Texto extraído.
####################

"Planes and trains and boats and buses characteristically evoke a common attitude of blue, unless you have a suitcase and a ticket and a passport and the cargo that they're carrying is you". (Tom Waits. Foreign Affair)

domingo, 17 de junio de 2012

Un paso más (hacia abajo)


"¿Te apetece un café?"

"Vale"

Gauthier se levanta de la mesa, instalada sobre la arena, en la que acaba de depositar cuatro folios grapados, mecanografiados en inglés. Mientras prepara el kopi –el terroso brebaje indonesio que de ningún modo merece llamarse café– examino las preguntas contenidas en esas páginas. Son las ocho y poco a poco la brisa se va llevando la mañana hacia otro día perfecto en la isla de Gili Air.

¿Lesiones graves en la espalda? No. ¿Trastornos cardiacos? No. ¿Epilepsia? No. ¿Asma...?

"¿Gauthier?"

"¿Sí?"

"Tuve asma hace algún tiempo. ¿Eso cuenta?"

"¿Cuánto hace de eso?"

"Mmm. Unos treinta años"

"Nah"

"Ok"

¿Historial de neumonías? No. ¿Problemas de sinusitis? No. ¿Migrañas? No. ¿Claustrofobia...?

"¿Gauthier?"

"¿Sí?"

"Una vez tuve un ataque de claustrofobia en un ascensor atascado. Se me pasó de una hostia. ¿Eso cuenta?"

"¿Cuánto hace de eso?"

"Mmm. Unos treinta años"

"Nah"

"Ok"

¿Problemas de equilibrio? No. ¿Problemas de oído? No. ¿Estás embarazado? Espero que no. ¿Artritis? No. ¿Estabilidad mental...?

"¿Gauthier?"

"¿Sí?"

"Mi madre dice que soy un desequilibrado emocional. ¿Eso cuenta?"

"¿Cuánto hace que lo dijo?"

"Digamos que es una opinión constante. ¿Hace falta que pasen treinta años?".

"Nah"

"Ok".

A pesar de las interrupciones, Gauthier consigue preparar dos kopis y se sienta a mi lado mientras termino con el papeleo. Me pregunta si estoy nervioso y respondo que no. Mi mano maneja el bolígrafo sin temblores, aunque sí noto que los dedos de mis pies descalzos no dejan de remover la arena bajo la mesa. Ambos nos llevamos nuestras respectivas tazas a los labios mientras posamos los ojos sobre la superficie del Mar de Bali, que hoy parece más sereno que nunca.

"Es un día perfecto –me dice–. Vas a disfrutar, ya verás".

####################

(Entradas guardadas)
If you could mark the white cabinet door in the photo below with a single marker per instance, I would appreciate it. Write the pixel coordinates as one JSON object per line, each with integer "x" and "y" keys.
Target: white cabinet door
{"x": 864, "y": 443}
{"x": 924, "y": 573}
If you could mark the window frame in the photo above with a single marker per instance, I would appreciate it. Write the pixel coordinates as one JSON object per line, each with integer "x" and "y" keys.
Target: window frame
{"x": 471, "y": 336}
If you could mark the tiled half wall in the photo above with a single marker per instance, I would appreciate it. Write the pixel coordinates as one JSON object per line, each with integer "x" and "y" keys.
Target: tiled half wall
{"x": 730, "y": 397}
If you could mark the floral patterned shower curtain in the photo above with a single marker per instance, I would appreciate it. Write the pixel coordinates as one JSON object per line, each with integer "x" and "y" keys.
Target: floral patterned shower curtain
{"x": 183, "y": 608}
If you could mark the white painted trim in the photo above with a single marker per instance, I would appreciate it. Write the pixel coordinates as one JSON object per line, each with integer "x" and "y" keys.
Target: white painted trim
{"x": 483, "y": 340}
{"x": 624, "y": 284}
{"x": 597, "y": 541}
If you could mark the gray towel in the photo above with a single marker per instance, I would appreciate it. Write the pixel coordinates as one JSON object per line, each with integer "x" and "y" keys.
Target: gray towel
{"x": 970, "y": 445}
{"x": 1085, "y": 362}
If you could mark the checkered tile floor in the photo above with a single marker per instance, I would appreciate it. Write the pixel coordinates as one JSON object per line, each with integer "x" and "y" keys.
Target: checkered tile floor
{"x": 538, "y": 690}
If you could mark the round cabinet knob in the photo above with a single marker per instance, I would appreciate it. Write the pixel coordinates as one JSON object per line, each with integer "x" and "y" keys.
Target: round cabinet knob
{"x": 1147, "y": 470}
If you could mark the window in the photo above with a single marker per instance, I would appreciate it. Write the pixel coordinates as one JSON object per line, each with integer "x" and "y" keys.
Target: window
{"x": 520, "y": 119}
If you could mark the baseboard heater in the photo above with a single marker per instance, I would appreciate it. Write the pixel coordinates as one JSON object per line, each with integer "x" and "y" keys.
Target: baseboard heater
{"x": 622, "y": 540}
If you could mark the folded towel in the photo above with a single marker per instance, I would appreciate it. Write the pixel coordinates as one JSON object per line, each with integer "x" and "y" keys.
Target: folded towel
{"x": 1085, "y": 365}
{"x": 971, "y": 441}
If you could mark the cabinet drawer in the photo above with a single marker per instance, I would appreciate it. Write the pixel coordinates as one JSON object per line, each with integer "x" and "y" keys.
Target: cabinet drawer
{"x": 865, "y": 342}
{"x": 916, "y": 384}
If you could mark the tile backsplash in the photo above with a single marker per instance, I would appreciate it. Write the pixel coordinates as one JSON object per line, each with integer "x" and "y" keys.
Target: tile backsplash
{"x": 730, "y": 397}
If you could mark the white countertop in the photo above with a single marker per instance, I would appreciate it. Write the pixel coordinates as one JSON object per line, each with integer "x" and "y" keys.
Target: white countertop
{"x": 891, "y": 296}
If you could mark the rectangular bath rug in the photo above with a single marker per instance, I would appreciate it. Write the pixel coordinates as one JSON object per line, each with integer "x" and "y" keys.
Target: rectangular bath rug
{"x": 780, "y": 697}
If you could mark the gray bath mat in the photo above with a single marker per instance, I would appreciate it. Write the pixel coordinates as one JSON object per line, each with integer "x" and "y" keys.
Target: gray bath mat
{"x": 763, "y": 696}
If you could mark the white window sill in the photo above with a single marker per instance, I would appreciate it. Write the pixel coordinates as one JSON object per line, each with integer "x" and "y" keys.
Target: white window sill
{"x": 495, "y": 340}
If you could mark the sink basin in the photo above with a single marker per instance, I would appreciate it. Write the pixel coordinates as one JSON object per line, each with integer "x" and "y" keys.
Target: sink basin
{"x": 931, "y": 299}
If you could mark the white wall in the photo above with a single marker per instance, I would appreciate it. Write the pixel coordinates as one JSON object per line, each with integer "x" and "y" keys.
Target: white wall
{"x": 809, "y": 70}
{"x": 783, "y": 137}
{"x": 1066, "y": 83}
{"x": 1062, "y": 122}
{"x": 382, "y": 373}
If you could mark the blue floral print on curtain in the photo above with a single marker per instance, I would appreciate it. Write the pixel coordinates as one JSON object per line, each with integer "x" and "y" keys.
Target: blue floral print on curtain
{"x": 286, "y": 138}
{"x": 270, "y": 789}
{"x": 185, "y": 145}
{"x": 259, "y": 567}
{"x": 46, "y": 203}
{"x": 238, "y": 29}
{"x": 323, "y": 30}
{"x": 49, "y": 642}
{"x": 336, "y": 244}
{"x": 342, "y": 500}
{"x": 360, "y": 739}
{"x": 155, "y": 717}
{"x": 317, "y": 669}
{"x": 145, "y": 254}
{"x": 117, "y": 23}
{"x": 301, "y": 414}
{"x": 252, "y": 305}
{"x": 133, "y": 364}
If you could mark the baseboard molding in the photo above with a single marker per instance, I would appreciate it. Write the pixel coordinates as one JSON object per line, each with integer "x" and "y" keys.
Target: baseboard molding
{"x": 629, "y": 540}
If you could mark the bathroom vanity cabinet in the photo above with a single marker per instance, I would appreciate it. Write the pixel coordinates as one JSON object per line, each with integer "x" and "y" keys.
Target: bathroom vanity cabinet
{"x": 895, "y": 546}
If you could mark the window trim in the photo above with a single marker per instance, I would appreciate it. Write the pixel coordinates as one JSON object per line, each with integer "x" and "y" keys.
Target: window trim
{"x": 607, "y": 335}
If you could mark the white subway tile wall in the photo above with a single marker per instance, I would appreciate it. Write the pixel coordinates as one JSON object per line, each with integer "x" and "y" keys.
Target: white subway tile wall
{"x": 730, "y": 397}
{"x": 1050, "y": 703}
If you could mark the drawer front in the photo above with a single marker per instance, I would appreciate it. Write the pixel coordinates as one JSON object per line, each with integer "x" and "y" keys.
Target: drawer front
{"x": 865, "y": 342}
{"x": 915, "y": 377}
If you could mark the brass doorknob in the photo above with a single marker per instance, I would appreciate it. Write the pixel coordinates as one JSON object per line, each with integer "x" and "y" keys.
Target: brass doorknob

####################

Detalles de tarea. Según el texto sobre la isla de Gili Air, ¿qué es el kopi? Los registros son un material aparte, sin relación con el texto.

Resultado del ejercicio. Es un brebaje indonesio de sabor terroso que de ningún modo merece llamarse café.